● **EXCERPT PROVIDED**:

....

Starting any therapy can be difficult. Most of us would like to start when it feels like it is a sunny day out in the meadow and psychotherapy will be an easy thing to do. Usually when someone starts therapy it feels more like it is dark, cold and wet. It is just before midnight and the only thing we know is that it feels like it is going to get worse. Our everyday mind has run out of ideas and options. Somehow we are going to have to get some help and we are not sure which way to turn. Getting a recommendation from a friend for a good counselor might help. Some times we go online to see what we can find out about the therapist or just look in the phone book.
Starting with an initial consultation is a good way to start. This gives you some time to see how the therapist works and how it feels to be in their office or online with them. You might want to do this with a few therapists until you find one where it feels right. Usually we want to be fixed right away and that is not the way therapy works. It is patient work building trust in the relationship. It can be challenging sharing the most secret parts of our life. Often we expect the same sort of judgement and shame that we have received from others and that we hold inside ourself. Gradually things will begin to open up. We find that it feels like we have found a safe place. A place where it is OK to be ourself. Sometimes we even begin to wonder why it seemed so difficult to begin therapy and the process feels as natural as breathing.
A good psychotherapist does not tell you what to do or offer insubstantial platitudes. They will journey with you so that you can find the right answer for you. In Jungian psychotherapy and counseling we use the unconscious as our guide. We listen to dreams, creative urges, fantasies and images as markers along the way. It is a mater of two people, therapist and client, sitting with what the unconscious presents and to the degree possible following the direction laid out. We unfold and come into who we are. This is deep and respectful work.

....

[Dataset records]
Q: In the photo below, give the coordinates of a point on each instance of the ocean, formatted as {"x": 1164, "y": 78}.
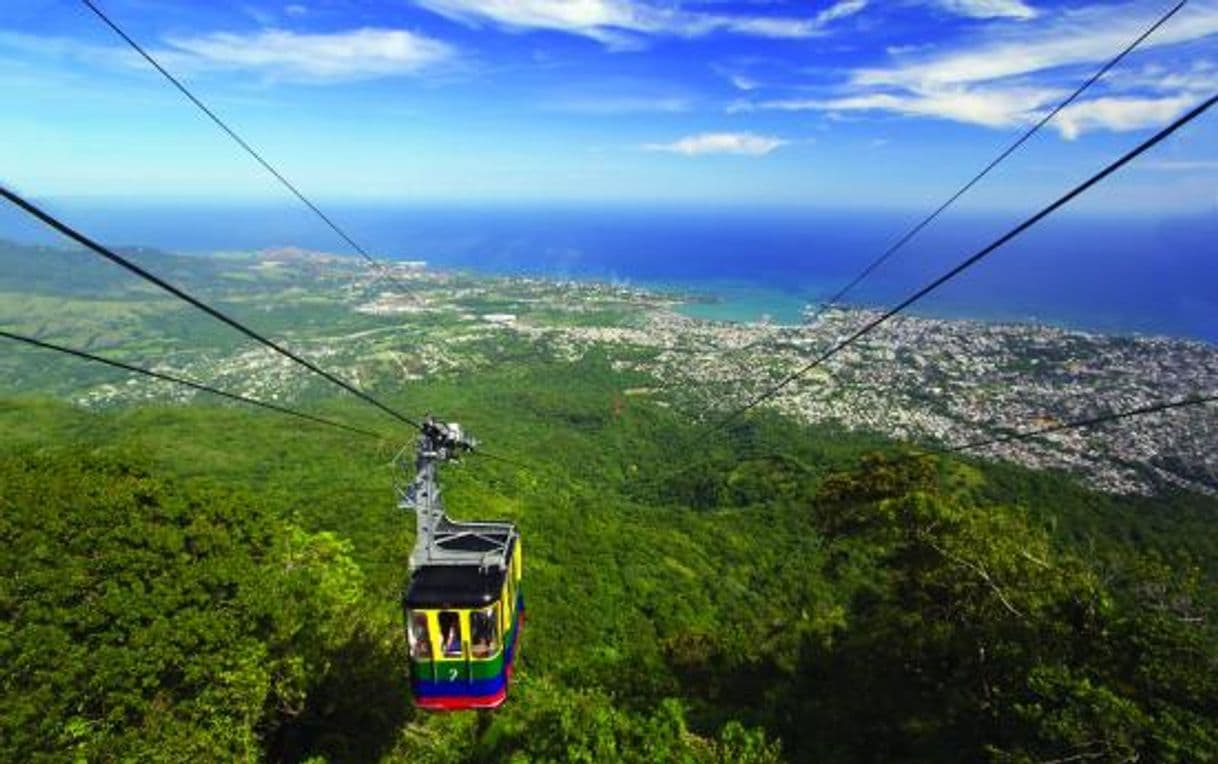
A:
{"x": 1111, "y": 273}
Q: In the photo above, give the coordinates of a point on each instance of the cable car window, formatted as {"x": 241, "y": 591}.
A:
{"x": 450, "y": 634}
{"x": 484, "y": 633}
{"x": 420, "y": 639}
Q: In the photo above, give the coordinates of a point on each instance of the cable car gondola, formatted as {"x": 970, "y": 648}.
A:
{"x": 463, "y": 604}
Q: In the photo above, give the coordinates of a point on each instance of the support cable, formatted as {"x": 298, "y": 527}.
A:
{"x": 186, "y": 383}
{"x": 1015, "y": 146}
{"x": 288, "y": 184}
{"x": 1146, "y": 145}
{"x": 1200, "y": 400}
{"x": 98, "y": 249}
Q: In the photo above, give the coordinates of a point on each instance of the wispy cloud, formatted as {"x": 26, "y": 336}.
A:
{"x": 988, "y": 9}
{"x": 341, "y": 56}
{"x": 357, "y": 54}
{"x": 620, "y": 23}
{"x": 747, "y": 144}
{"x": 1011, "y": 74}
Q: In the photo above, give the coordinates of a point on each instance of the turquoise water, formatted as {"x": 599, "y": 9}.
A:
{"x": 1106, "y": 273}
{"x": 743, "y": 304}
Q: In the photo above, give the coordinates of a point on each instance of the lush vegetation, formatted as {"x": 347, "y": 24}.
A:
{"x": 211, "y": 583}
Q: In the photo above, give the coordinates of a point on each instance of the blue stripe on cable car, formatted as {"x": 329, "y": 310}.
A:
{"x": 459, "y": 687}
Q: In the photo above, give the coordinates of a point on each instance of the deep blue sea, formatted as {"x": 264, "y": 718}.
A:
{"x": 1127, "y": 274}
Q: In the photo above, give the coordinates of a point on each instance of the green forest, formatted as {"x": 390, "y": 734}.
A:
{"x": 212, "y": 583}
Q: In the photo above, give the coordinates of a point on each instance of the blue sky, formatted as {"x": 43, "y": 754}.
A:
{"x": 826, "y": 102}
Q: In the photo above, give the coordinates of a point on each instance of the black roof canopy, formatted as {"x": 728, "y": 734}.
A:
{"x": 454, "y": 586}
{"x": 458, "y": 585}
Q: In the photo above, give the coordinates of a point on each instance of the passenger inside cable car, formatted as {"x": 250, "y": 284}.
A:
{"x": 464, "y": 626}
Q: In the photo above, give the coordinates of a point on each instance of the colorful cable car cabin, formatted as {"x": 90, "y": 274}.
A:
{"x": 463, "y": 604}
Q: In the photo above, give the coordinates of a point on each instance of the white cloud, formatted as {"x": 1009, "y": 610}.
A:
{"x": 747, "y": 144}
{"x": 1180, "y": 165}
{"x": 1121, "y": 113}
{"x": 1013, "y": 73}
{"x": 618, "y": 23}
{"x": 995, "y": 109}
{"x": 358, "y": 54}
{"x": 1082, "y": 37}
{"x": 989, "y": 9}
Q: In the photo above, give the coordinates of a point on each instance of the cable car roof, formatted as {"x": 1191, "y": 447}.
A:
{"x": 454, "y": 586}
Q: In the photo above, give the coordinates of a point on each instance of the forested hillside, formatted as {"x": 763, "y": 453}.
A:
{"x": 205, "y": 583}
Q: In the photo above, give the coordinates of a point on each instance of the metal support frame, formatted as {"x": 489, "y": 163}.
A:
{"x": 441, "y": 541}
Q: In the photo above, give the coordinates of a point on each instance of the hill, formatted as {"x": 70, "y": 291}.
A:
{"x": 202, "y": 581}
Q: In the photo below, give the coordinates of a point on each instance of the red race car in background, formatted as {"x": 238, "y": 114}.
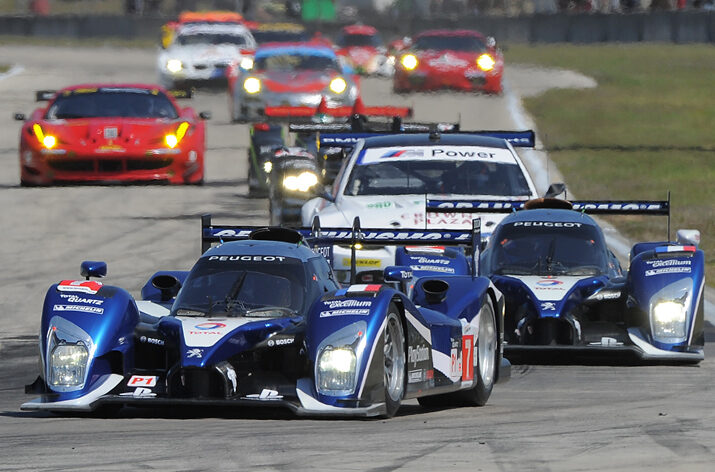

....

● **TASK**:
Rewrite everything in the text on starting therapy from "A good psychotherapist" down to "and respectful work.", replacing "platitudes" with "clichés".

● **ANSWER BOX**:
A good psychotherapist does not tell you what to do or offer insubstantial clichés. They will journey with you so that you can find the right answer for you. In Jungian psychotherapy and counseling we use the unconscious as our guide. We listen to dreams, creative urges, fantasies and images as markers along the way. It is a mater of two people, therapist and client, sitting with what the unconscious presents and to the degree possible following the direction laid out. We unfold and come into who we are. This is deep and respectful work.